• _TO DO_
Which lines in the records below contain the word "goggles"? Report each of them.

• _Dataset items_
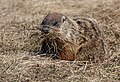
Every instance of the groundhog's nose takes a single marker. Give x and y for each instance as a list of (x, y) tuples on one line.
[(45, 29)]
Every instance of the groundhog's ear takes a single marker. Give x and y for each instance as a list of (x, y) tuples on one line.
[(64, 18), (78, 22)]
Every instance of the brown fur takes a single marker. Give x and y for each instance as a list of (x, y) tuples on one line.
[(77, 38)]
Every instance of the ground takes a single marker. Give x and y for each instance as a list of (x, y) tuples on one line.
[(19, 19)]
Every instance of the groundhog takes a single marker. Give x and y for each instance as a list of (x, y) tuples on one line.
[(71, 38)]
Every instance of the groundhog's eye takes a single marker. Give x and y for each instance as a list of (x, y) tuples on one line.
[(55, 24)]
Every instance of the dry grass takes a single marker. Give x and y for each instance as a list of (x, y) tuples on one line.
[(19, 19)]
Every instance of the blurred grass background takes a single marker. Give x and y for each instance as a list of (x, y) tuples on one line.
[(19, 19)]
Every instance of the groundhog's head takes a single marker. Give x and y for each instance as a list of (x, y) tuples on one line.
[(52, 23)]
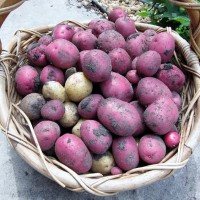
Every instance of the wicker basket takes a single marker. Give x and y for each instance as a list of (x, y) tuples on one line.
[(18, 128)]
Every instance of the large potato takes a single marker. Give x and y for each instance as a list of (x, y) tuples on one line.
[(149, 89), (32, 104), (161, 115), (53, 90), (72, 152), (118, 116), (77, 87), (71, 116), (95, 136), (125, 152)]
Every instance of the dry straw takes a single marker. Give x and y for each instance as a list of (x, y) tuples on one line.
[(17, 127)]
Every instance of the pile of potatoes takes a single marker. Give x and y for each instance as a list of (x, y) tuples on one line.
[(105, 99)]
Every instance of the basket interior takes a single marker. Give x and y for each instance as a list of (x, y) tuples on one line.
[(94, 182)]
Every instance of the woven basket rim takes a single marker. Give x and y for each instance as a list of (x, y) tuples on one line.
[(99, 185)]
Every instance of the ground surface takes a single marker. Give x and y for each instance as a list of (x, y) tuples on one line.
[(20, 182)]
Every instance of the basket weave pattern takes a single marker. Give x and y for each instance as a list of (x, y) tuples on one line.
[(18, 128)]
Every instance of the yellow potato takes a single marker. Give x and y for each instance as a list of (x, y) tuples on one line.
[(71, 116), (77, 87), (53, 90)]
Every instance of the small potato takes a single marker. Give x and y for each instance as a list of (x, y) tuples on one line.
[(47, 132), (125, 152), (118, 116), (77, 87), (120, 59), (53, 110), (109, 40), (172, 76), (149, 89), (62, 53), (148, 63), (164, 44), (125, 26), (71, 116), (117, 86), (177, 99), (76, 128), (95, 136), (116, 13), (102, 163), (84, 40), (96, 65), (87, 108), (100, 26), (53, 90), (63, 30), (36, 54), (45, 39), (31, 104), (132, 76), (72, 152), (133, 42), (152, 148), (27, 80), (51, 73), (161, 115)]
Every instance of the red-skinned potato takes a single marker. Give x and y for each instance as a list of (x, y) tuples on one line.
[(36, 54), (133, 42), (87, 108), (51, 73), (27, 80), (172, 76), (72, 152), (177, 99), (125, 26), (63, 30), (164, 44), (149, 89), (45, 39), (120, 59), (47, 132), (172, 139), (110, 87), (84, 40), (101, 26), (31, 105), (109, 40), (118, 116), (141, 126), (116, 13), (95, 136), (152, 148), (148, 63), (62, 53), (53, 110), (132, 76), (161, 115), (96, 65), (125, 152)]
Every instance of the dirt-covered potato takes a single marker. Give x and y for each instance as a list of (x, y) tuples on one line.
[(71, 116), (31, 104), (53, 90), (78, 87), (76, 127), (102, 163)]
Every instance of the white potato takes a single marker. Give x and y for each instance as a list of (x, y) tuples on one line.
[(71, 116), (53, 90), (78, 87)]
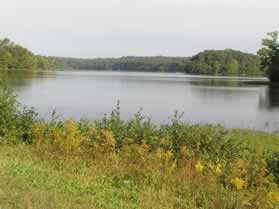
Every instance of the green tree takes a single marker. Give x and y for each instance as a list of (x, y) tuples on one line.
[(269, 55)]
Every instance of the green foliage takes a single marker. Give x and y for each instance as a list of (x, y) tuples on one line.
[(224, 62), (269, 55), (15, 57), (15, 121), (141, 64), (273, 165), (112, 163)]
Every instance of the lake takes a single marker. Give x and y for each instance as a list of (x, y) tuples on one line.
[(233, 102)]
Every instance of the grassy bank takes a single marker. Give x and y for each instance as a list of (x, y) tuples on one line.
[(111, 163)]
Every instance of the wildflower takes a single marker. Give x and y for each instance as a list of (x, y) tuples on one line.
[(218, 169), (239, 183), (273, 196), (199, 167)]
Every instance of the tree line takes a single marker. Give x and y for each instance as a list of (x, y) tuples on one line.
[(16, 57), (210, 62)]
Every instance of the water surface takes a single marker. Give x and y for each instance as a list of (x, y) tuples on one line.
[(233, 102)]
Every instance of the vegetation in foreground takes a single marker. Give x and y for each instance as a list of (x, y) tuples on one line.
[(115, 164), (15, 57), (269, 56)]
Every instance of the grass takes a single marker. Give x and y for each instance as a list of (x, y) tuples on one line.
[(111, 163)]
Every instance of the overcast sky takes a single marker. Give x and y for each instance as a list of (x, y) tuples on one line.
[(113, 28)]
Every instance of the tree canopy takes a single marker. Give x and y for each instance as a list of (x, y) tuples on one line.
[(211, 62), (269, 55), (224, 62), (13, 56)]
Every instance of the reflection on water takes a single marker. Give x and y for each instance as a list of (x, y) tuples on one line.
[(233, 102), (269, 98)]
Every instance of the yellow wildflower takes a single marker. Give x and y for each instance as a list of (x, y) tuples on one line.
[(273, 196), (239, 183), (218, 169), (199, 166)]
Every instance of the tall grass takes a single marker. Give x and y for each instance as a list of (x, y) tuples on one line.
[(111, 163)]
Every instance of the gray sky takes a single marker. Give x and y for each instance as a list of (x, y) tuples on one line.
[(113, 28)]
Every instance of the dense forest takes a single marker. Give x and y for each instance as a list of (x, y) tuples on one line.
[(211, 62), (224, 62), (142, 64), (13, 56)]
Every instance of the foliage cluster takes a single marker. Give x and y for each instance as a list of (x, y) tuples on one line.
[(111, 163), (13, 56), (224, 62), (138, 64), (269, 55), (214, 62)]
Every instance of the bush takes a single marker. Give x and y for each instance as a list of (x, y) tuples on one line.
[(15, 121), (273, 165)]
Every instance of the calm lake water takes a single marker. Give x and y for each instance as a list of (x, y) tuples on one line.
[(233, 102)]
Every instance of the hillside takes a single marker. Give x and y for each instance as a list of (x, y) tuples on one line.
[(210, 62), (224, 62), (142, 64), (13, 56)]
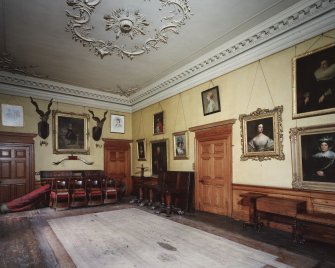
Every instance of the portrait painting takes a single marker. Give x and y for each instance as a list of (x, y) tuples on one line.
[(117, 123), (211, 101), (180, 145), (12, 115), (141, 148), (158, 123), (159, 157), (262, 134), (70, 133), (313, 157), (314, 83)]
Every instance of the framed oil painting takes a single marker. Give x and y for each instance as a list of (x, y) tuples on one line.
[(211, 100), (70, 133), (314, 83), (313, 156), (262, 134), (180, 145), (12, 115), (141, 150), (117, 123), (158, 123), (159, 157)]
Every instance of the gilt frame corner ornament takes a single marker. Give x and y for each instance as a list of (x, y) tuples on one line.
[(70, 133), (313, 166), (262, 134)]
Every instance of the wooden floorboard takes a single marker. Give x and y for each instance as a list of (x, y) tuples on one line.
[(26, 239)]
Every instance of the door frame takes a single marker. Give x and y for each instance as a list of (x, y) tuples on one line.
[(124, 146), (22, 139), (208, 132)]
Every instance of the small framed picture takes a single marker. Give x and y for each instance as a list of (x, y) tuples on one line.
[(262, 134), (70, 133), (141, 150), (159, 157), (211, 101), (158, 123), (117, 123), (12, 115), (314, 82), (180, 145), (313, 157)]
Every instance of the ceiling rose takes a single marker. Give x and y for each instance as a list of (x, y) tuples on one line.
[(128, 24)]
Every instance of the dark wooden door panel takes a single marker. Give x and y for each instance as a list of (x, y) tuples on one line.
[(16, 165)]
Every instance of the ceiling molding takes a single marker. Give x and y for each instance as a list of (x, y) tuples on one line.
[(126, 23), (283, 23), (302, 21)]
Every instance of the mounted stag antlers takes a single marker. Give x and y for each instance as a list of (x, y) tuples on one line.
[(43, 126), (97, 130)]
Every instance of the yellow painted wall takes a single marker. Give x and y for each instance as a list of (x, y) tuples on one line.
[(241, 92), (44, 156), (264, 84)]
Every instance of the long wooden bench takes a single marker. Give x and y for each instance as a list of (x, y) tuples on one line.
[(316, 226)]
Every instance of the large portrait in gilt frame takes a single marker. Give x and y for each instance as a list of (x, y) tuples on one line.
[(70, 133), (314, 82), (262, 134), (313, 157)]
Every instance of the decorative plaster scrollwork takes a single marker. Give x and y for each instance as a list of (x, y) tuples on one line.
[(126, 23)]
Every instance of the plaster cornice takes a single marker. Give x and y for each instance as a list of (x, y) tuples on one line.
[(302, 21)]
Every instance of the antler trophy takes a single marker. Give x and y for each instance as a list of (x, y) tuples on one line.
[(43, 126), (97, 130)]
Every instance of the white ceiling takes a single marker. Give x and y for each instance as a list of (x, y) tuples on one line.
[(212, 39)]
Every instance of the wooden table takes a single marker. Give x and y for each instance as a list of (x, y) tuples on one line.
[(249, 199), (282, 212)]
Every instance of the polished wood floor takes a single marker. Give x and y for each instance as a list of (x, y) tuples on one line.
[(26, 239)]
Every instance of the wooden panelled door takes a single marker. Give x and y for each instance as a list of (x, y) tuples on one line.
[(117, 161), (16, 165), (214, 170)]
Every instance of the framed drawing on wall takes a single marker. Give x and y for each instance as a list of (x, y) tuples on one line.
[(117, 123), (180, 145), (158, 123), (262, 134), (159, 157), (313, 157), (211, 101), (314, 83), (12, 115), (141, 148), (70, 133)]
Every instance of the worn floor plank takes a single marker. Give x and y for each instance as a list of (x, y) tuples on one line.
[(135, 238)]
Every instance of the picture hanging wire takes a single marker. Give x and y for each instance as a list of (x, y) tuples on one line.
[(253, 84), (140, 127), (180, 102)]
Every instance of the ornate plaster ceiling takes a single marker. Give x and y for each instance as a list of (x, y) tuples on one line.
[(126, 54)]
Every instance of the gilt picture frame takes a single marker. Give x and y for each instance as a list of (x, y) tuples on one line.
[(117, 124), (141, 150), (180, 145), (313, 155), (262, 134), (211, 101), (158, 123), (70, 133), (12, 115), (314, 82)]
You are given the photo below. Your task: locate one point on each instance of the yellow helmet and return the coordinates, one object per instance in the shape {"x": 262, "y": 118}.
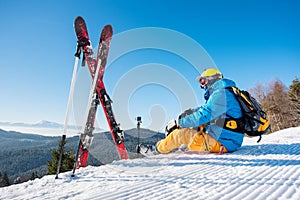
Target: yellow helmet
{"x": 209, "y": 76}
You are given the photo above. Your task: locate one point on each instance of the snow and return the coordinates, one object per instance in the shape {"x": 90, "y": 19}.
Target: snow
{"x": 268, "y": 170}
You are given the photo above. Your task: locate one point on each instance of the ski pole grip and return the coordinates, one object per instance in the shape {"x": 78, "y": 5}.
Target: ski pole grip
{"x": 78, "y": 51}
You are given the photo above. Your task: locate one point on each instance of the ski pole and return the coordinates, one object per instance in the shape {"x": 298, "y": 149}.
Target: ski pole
--
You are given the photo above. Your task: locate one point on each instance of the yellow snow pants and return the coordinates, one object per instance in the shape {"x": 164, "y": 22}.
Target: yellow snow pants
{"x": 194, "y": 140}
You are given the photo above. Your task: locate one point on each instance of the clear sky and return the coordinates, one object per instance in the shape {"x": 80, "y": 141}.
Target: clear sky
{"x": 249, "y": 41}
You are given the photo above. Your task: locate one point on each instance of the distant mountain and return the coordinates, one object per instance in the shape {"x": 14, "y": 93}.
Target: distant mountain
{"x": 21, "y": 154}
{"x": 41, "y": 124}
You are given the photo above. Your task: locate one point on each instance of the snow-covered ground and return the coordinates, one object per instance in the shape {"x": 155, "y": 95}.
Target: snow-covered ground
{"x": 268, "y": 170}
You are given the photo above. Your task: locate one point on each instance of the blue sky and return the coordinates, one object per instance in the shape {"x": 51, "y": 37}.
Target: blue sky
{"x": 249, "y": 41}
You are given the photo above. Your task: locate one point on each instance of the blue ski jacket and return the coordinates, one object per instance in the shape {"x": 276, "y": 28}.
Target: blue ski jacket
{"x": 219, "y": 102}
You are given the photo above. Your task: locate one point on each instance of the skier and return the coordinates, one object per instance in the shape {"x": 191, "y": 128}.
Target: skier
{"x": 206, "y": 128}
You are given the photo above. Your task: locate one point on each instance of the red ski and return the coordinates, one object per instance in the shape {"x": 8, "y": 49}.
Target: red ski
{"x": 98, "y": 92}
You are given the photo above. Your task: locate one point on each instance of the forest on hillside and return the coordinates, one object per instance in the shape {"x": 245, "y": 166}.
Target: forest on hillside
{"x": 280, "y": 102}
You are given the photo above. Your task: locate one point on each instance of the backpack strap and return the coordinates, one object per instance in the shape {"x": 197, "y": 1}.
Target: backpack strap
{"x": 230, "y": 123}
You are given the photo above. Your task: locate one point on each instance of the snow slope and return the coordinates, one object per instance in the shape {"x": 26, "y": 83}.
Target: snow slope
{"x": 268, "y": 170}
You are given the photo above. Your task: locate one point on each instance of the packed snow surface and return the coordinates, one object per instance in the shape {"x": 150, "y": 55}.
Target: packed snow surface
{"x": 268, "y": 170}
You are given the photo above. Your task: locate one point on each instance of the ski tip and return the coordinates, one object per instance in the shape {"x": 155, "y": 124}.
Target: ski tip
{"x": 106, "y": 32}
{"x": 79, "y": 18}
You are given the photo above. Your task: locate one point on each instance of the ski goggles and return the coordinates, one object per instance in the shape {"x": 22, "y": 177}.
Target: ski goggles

• _ANSWER SECTION_
You are given the photo above. Your task: locate one point on each instance of the ski goggles and return the coordinates, one object per instance in the shape {"x": 22, "y": 177}.
Target: ski goggles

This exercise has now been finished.